Extrait du document »

========================================================================

Bien arrivés au port de Mindelo à Sao Vicente ! Nous sommes restés quelques jours et nous repartons aujourd’hui faire un tour des autres îles de l’archipel du Cap Vert, puis nous reviendrons à Mindelo début novembre. Plutôt qu’un récit journalier, je vous propose un carnet thématique de cette traversée.

Navigation et météo. Nous avons eu de bonnes conditions pour traverser, mais il nous a manqué un peu de vent. Les alizés n’étaient pas franchement au rendez-vous. Nous avons donc navigué pour moitié à la voile (les premiers jours) puis au moteur. Maskali se comportait bien au portant (vent et mer venant de l’arrière, qui nous poussent) et avançait parfois à plus de 7 nœuds. Nous avons fait de jolis quarts de nuit éclairés par la pleine lune. La mer était peu agitée, avec parfois une longue houle caractéristique de l’Atlantique. On a également eu une mer d’huile durant les moments de pétole (pas de vent du tout). Sébastien a pu tester le spi : c’est toujours une manœuvre un peu délicate et tout a bien marché. Ce qui est étonnant, c’est que nous avons navigué en solitaire, croisant à peine un ou deux bateaux, alors que tous les voiliers du rallye sont partis quasiment en même temps. L’océan est vaste et nous avons tous suivi des routes différentes pour aller au même endroit.

========================================================================

Consignes »
**1)** Répondez à ces questions sur le carnet de traversée.
(a) Dans quel port et sur quelle île les navigateurs sont-ils arrivés ?
(b) À quelle vitesse Maskali avançait-il parfois au portant ?
(c) Combien de bateaux ont-ils croisés pendant la traversée ?
**2)** Recopiez mot pour mot le passage du carnet de traversée qui va de « Bien arrivés au » jusqu'à « de cette traversée. ».
Appuyez-vous uniquement sur le carnet de traversée pour répondre.

========================================================================

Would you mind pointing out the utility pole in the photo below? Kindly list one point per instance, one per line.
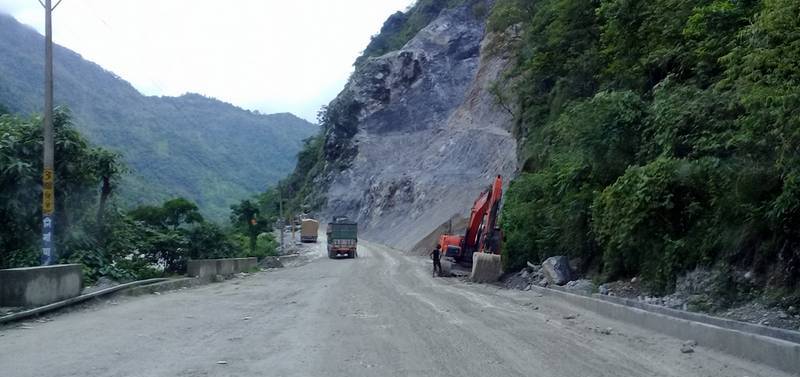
(280, 214)
(48, 175)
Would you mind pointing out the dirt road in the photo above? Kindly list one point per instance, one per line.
(379, 315)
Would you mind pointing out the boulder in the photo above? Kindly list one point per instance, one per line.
(557, 270)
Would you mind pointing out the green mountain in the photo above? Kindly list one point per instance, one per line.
(193, 146)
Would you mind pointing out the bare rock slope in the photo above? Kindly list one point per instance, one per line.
(429, 135)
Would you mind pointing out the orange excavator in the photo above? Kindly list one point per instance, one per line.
(479, 247)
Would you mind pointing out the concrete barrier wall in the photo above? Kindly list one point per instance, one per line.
(777, 353)
(37, 286)
(208, 268)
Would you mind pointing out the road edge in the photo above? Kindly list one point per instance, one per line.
(777, 353)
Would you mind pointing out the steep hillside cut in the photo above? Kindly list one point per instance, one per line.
(422, 134)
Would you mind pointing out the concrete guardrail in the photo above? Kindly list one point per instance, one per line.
(37, 286)
(209, 268)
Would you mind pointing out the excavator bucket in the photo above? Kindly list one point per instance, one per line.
(486, 268)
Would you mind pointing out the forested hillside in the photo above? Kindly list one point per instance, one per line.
(191, 146)
(654, 137)
(657, 136)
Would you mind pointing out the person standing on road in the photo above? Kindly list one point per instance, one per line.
(437, 263)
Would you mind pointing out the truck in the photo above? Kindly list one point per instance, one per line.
(308, 230)
(342, 238)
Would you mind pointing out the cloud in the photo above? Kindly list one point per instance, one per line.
(267, 55)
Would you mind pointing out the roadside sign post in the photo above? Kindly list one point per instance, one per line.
(48, 256)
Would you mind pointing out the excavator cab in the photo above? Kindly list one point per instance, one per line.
(479, 247)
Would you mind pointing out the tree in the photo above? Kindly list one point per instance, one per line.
(246, 217)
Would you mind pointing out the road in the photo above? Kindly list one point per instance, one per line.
(379, 315)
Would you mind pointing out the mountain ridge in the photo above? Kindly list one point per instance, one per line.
(189, 145)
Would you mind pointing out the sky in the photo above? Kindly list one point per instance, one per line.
(266, 55)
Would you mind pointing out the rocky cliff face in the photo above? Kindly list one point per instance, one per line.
(420, 134)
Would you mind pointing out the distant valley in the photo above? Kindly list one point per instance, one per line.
(208, 151)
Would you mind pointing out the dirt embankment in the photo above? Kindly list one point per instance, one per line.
(430, 134)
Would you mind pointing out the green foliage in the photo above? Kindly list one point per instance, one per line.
(191, 146)
(653, 219)
(657, 136)
(77, 172)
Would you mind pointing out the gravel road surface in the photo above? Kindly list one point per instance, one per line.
(379, 315)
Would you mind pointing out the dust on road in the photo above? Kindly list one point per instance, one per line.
(381, 314)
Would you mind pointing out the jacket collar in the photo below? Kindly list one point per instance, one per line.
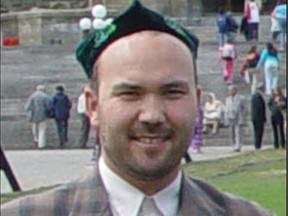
(91, 198)
(197, 198)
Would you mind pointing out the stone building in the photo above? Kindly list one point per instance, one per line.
(169, 7)
(38, 22)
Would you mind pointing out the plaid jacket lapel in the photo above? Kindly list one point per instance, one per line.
(91, 198)
(194, 201)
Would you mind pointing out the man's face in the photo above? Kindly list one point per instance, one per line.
(146, 104)
(232, 92)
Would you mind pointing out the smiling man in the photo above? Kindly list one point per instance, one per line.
(143, 80)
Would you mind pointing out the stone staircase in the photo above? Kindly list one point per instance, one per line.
(22, 68)
(210, 79)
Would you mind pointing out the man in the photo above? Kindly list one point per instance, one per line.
(232, 27)
(37, 107)
(145, 109)
(252, 12)
(279, 13)
(235, 116)
(258, 115)
(61, 105)
(85, 121)
(221, 21)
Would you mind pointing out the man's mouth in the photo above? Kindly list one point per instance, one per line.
(151, 140)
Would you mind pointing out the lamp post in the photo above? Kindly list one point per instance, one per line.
(99, 13)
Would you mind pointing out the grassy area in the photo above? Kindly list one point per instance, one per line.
(259, 176)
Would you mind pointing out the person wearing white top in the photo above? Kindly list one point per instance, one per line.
(85, 121)
(252, 12)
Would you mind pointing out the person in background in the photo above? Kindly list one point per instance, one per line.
(85, 121)
(248, 69)
(212, 113)
(258, 115)
(232, 27)
(277, 104)
(270, 59)
(244, 28)
(145, 111)
(228, 55)
(221, 21)
(280, 14)
(61, 105)
(275, 29)
(37, 106)
(252, 12)
(235, 113)
(197, 141)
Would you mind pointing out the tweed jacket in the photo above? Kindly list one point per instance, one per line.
(235, 109)
(88, 197)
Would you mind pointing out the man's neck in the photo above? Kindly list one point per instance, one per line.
(147, 186)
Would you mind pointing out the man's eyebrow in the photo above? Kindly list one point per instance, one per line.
(124, 85)
(176, 84)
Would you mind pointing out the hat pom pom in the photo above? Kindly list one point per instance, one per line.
(108, 21)
(99, 11)
(85, 23)
(99, 24)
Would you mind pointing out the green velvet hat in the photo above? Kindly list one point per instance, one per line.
(135, 18)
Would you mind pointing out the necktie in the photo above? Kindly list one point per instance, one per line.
(149, 208)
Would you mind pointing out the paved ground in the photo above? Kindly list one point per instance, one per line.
(34, 169)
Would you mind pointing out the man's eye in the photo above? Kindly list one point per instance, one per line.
(129, 95)
(174, 93)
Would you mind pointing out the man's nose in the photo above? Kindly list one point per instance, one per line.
(152, 111)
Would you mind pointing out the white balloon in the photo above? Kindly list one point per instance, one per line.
(99, 11)
(85, 23)
(108, 21)
(98, 24)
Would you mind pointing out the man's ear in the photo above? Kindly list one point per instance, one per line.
(198, 95)
(91, 107)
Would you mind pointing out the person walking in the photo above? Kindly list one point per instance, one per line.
(61, 105)
(232, 27)
(212, 113)
(280, 13)
(258, 115)
(197, 141)
(85, 121)
(252, 12)
(270, 59)
(228, 55)
(37, 106)
(221, 21)
(277, 104)
(235, 113)
(248, 69)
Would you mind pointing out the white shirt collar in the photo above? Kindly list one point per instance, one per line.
(120, 193)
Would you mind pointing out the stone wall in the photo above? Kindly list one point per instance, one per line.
(43, 27)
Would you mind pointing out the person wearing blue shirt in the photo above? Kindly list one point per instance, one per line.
(270, 60)
(279, 13)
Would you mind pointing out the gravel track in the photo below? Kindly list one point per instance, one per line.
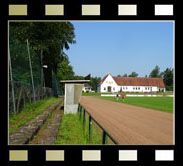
(131, 125)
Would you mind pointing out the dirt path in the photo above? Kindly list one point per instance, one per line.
(48, 132)
(131, 124)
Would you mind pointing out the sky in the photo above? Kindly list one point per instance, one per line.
(121, 47)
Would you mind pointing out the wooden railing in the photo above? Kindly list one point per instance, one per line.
(82, 114)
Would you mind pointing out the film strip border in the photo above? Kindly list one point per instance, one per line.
(119, 10)
(89, 155)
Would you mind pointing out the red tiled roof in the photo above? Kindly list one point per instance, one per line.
(139, 81)
(103, 79)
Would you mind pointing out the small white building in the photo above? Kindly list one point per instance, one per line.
(86, 88)
(130, 84)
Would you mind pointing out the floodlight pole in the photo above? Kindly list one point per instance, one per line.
(34, 97)
(12, 84)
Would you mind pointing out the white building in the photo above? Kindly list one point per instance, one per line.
(86, 88)
(131, 84)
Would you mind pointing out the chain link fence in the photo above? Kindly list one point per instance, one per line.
(26, 77)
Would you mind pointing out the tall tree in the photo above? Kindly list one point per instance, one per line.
(133, 74)
(50, 37)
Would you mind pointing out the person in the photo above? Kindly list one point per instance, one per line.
(117, 97)
(123, 97)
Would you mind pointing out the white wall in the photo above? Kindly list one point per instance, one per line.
(109, 81)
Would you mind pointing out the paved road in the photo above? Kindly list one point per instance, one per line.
(131, 125)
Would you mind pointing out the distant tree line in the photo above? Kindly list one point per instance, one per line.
(166, 75)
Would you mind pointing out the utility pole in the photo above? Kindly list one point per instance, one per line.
(32, 79)
(12, 83)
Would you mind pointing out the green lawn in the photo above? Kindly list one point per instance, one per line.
(138, 93)
(72, 131)
(156, 103)
(29, 112)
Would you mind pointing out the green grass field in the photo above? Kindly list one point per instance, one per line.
(156, 103)
(29, 112)
(72, 131)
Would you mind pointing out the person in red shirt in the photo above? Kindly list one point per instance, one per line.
(123, 97)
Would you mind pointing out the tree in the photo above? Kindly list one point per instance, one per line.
(133, 74)
(65, 70)
(50, 37)
(155, 73)
(168, 78)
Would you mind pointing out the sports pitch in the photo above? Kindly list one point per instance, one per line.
(156, 103)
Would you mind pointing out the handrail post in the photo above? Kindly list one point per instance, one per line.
(104, 137)
(78, 107)
(84, 117)
(90, 129)
(80, 113)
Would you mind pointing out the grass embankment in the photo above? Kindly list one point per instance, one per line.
(72, 131)
(29, 112)
(134, 93)
(156, 103)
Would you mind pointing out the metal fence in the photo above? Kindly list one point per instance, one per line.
(105, 135)
(26, 76)
(21, 94)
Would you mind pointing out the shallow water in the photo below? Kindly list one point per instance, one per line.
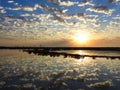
(21, 70)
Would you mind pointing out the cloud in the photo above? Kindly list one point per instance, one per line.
(10, 1)
(58, 18)
(67, 3)
(30, 9)
(85, 3)
(2, 10)
(62, 3)
(100, 9)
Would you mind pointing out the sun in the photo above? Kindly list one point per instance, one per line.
(81, 38)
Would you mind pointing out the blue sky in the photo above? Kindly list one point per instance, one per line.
(56, 22)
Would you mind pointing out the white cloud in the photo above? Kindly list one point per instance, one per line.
(67, 3)
(101, 9)
(10, 1)
(84, 4)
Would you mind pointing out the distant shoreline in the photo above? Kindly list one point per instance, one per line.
(65, 48)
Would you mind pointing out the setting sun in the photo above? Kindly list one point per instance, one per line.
(81, 38)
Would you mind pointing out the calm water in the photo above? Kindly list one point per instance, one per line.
(20, 70)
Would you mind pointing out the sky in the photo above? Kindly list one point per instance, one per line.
(78, 23)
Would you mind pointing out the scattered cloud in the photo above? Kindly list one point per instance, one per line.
(101, 9)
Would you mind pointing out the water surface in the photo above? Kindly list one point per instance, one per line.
(21, 70)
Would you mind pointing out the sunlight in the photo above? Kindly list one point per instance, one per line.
(81, 38)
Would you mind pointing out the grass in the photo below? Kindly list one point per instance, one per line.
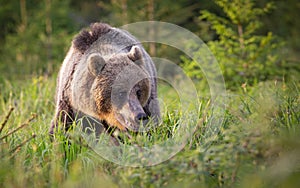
(257, 145)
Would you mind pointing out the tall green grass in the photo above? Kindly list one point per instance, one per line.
(257, 145)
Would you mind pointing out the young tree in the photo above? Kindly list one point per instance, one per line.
(243, 54)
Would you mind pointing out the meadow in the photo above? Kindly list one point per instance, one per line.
(257, 145)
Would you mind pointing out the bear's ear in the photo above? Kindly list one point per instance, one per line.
(96, 64)
(135, 54)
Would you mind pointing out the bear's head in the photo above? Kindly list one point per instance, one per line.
(114, 89)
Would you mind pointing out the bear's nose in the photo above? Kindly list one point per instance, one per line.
(141, 117)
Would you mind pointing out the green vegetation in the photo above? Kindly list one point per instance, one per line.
(257, 145)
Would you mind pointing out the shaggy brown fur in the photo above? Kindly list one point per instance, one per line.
(97, 58)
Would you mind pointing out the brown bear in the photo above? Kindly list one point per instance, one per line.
(109, 78)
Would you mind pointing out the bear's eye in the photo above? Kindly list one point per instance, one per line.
(122, 94)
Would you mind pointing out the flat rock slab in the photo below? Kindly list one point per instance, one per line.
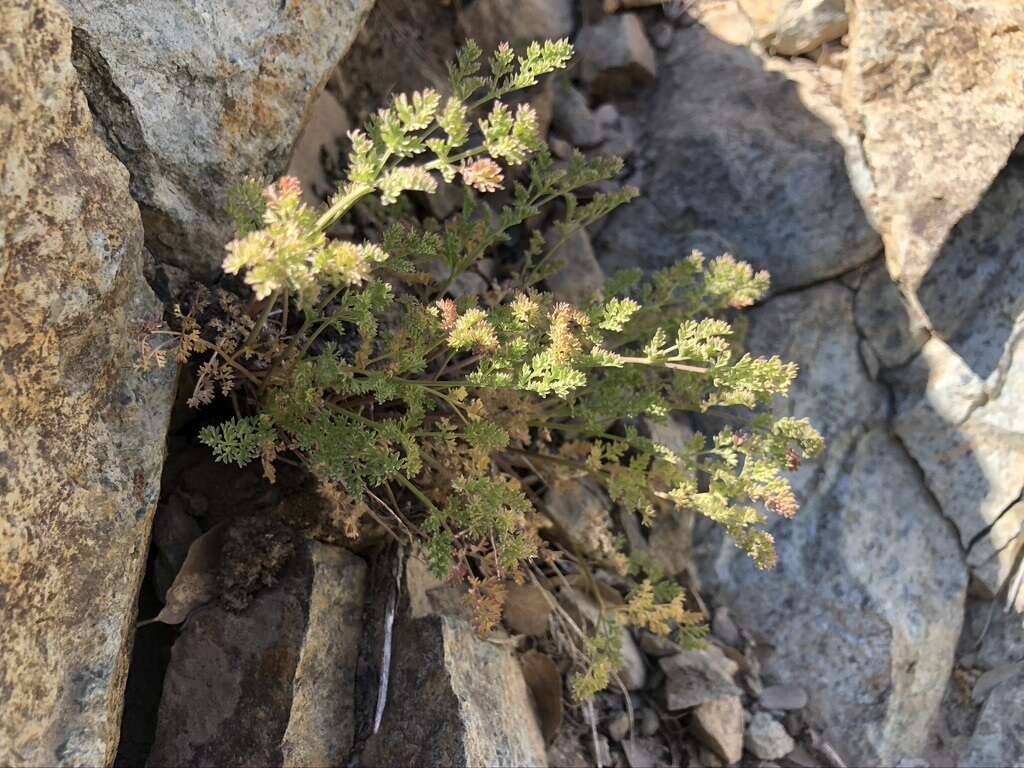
(865, 606)
(958, 401)
(454, 699)
(196, 96)
(273, 684)
(81, 430)
(743, 160)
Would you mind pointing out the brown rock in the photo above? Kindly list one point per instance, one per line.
(719, 724)
(194, 100)
(81, 431)
(272, 684)
(934, 91)
(527, 608)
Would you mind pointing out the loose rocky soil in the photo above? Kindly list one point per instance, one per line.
(866, 162)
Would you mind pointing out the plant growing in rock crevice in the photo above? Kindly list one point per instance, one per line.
(443, 418)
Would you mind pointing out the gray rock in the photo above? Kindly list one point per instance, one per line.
(766, 738)
(1001, 634)
(454, 699)
(318, 146)
(616, 57)
(649, 722)
(865, 606)
(994, 677)
(273, 684)
(582, 510)
(572, 119)
(958, 401)
(934, 135)
(494, 22)
(82, 431)
(779, 697)
(747, 163)
(195, 98)
(697, 676)
(885, 320)
(582, 279)
(724, 628)
(997, 738)
(719, 724)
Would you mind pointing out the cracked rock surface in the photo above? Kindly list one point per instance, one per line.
(193, 97)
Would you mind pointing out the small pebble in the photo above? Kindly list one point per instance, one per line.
(619, 727)
(607, 116)
(662, 34)
(724, 628)
(650, 723)
(780, 697)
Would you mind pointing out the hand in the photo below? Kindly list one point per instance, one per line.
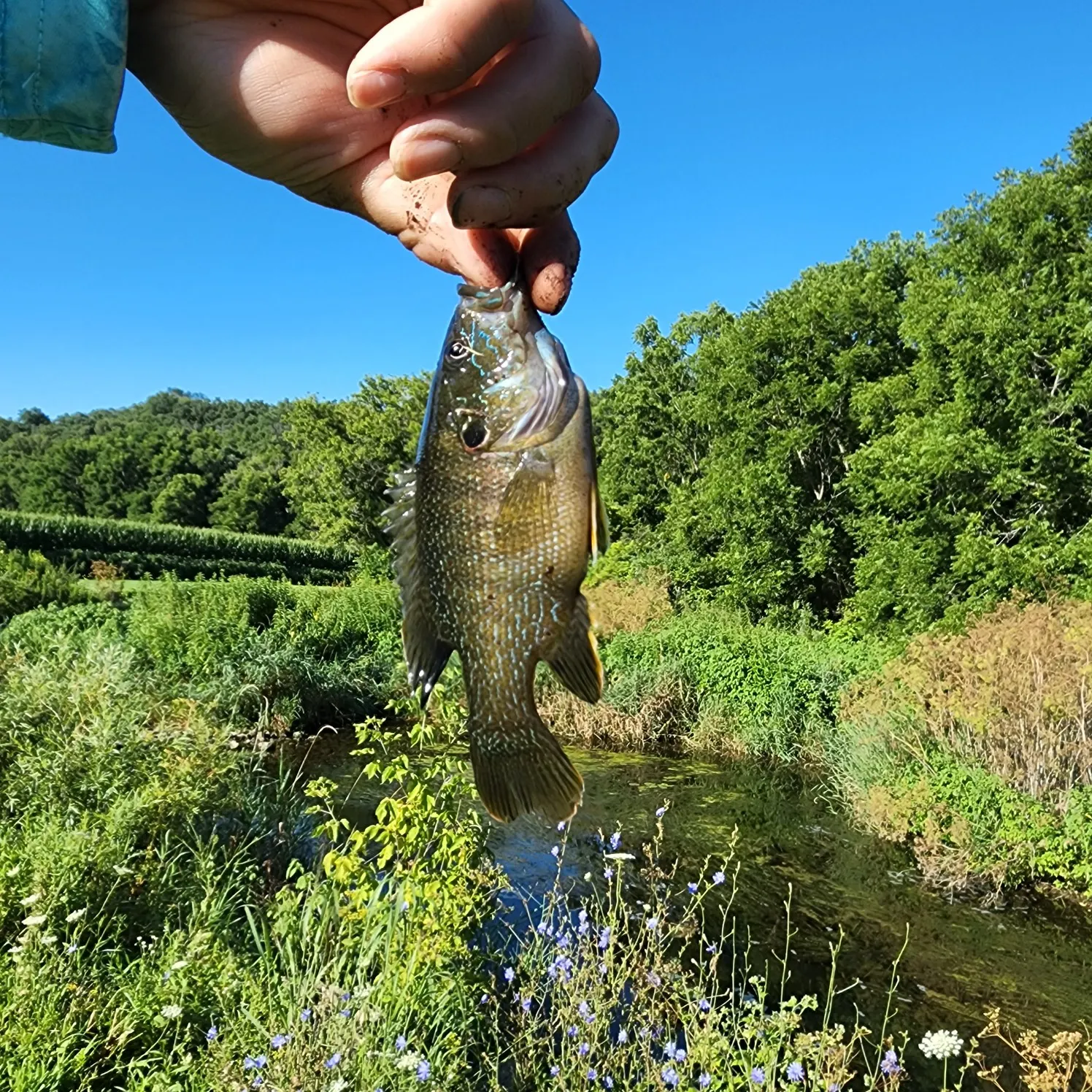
(464, 127)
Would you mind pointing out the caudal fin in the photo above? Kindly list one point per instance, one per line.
(524, 770)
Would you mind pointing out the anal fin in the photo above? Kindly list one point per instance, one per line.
(576, 660)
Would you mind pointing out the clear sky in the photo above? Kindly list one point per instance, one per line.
(755, 140)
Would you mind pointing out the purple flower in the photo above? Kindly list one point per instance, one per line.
(890, 1064)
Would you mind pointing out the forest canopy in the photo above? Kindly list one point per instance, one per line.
(892, 438)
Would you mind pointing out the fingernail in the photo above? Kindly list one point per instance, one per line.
(376, 88)
(482, 207)
(431, 155)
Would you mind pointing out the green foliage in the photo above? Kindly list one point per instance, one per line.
(343, 457)
(123, 464)
(28, 581)
(140, 548)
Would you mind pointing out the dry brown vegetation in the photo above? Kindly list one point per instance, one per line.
(1012, 695)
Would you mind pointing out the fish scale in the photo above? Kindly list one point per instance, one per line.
(493, 531)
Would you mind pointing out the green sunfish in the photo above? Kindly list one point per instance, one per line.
(493, 528)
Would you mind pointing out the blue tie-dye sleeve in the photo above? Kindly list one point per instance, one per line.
(61, 68)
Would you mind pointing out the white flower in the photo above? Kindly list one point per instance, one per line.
(940, 1045)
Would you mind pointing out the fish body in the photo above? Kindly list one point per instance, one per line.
(493, 530)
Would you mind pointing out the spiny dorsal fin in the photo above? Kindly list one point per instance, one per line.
(426, 654)
(528, 504)
(576, 661)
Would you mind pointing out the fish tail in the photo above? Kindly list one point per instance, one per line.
(524, 769)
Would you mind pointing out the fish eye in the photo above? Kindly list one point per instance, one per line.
(474, 434)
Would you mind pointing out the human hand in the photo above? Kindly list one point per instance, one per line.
(464, 127)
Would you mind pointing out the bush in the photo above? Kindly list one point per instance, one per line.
(28, 581)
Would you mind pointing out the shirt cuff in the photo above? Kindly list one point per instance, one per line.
(61, 68)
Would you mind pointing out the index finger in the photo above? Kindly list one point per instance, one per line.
(433, 48)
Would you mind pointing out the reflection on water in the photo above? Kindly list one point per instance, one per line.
(1034, 959)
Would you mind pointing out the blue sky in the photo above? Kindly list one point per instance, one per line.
(757, 139)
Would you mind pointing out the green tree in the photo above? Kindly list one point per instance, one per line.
(342, 455)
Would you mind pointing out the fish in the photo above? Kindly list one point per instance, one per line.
(493, 528)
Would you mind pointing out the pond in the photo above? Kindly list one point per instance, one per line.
(1033, 958)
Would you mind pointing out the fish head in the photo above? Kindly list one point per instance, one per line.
(504, 382)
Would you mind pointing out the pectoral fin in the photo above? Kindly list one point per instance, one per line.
(426, 654)
(528, 506)
(576, 661)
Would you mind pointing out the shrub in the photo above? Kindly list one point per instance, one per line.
(28, 581)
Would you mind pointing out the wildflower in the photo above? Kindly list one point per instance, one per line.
(890, 1064)
(940, 1045)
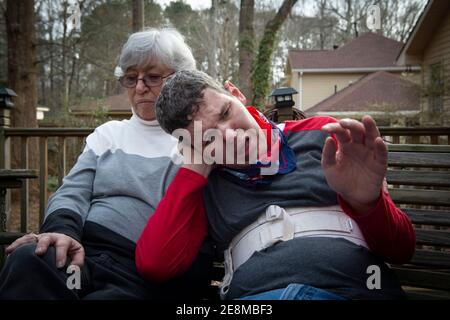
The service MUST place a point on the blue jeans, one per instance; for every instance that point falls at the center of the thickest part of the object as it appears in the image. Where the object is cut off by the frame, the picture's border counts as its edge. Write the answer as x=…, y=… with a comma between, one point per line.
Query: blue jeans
x=294, y=291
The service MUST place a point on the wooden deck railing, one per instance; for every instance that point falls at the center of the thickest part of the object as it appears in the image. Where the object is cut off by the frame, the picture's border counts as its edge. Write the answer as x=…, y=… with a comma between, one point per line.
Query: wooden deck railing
x=391, y=134
x=43, y=134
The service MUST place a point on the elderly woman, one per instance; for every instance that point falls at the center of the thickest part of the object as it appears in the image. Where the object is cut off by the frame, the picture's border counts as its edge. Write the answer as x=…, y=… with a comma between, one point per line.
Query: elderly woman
x=95, y=218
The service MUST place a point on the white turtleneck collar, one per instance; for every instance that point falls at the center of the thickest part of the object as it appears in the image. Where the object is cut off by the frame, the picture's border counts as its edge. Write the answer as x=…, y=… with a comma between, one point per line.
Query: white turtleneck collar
x=136, y=118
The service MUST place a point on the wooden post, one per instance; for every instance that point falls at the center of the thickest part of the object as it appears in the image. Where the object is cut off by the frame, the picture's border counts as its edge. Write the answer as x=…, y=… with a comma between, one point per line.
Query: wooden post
x=43, y=175
x=62, y=160
x=24, y=190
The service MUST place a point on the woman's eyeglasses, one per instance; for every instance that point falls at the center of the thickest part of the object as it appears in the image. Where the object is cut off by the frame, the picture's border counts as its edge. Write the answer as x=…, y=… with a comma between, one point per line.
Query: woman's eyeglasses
x=150, y=80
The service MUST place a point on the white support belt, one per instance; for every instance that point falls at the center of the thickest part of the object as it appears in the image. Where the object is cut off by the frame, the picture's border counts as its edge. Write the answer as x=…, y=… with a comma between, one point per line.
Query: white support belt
x=278, y=224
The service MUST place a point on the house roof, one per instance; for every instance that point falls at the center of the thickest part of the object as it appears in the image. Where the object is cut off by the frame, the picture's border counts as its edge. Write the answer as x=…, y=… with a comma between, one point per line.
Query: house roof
x=112, y=104
x=369, y=50
x=424, y=29
x=374, y=92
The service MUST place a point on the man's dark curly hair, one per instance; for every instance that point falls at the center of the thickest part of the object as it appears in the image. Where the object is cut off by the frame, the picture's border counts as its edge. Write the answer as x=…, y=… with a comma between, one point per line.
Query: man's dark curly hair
x=181, y=97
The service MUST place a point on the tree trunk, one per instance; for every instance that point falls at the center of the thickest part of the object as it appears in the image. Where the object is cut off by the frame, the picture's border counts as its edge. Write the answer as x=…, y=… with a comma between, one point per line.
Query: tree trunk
x=138, y=15
x=261, y=72
x=21, y=61
x=246, y=46
x=23, y=80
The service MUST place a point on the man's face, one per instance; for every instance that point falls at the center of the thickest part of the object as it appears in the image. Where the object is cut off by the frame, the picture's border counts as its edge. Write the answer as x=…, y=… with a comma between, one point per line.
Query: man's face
x=228, y=118
x=143, y=97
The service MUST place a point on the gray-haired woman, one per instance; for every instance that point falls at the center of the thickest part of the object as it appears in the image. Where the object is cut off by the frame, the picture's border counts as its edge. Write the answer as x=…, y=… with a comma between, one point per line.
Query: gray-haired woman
x=85, y=248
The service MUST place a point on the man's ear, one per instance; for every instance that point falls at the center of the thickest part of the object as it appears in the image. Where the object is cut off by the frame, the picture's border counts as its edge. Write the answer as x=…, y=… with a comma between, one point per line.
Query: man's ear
x=235, y=91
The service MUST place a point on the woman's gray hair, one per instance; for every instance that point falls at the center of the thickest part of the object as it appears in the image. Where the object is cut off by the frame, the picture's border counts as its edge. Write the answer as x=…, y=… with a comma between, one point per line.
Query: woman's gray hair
x=165, y=44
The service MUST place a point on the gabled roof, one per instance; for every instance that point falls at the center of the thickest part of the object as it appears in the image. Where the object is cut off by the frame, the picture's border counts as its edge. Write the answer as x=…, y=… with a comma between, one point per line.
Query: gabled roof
x=374, y=92
x=427, y=24
x=370, y=50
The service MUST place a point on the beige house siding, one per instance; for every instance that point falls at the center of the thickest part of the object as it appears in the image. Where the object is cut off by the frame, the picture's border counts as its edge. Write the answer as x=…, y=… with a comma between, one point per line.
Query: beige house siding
x=438, y=52
x=315, y=87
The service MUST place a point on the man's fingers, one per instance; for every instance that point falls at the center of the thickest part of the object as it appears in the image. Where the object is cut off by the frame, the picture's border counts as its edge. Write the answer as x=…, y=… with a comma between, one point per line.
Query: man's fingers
x=28, y=238
x=62, y=248
x=329, y=153
x=342, y=134
x=78, y=257
x=43, y=243
x=356, y=128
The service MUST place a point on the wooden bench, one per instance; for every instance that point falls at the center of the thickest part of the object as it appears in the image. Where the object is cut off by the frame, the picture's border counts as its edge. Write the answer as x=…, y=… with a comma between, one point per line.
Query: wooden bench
x=419, y=179
x=419, y=183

========================================================================

Réponses ci-dessous »
**1)**
(a) Au port de Mindelo, sur l'île de Sao Vicente.
(b) À plus de 7 nœuds.
(c) À peine un ou deux.

**2)**
Bien arrivés au port de Mindelo à Sao Vicente ! Nous sommes restés quelques jours et nous repartons aujourd’hui faire un tour des autres îles de l’archipel du Cap Vert, puis nous reviendrons à Mindelo début novembre. Plutôt qu’un récit journalier, je vous propose un carnet thématique de cette traversée.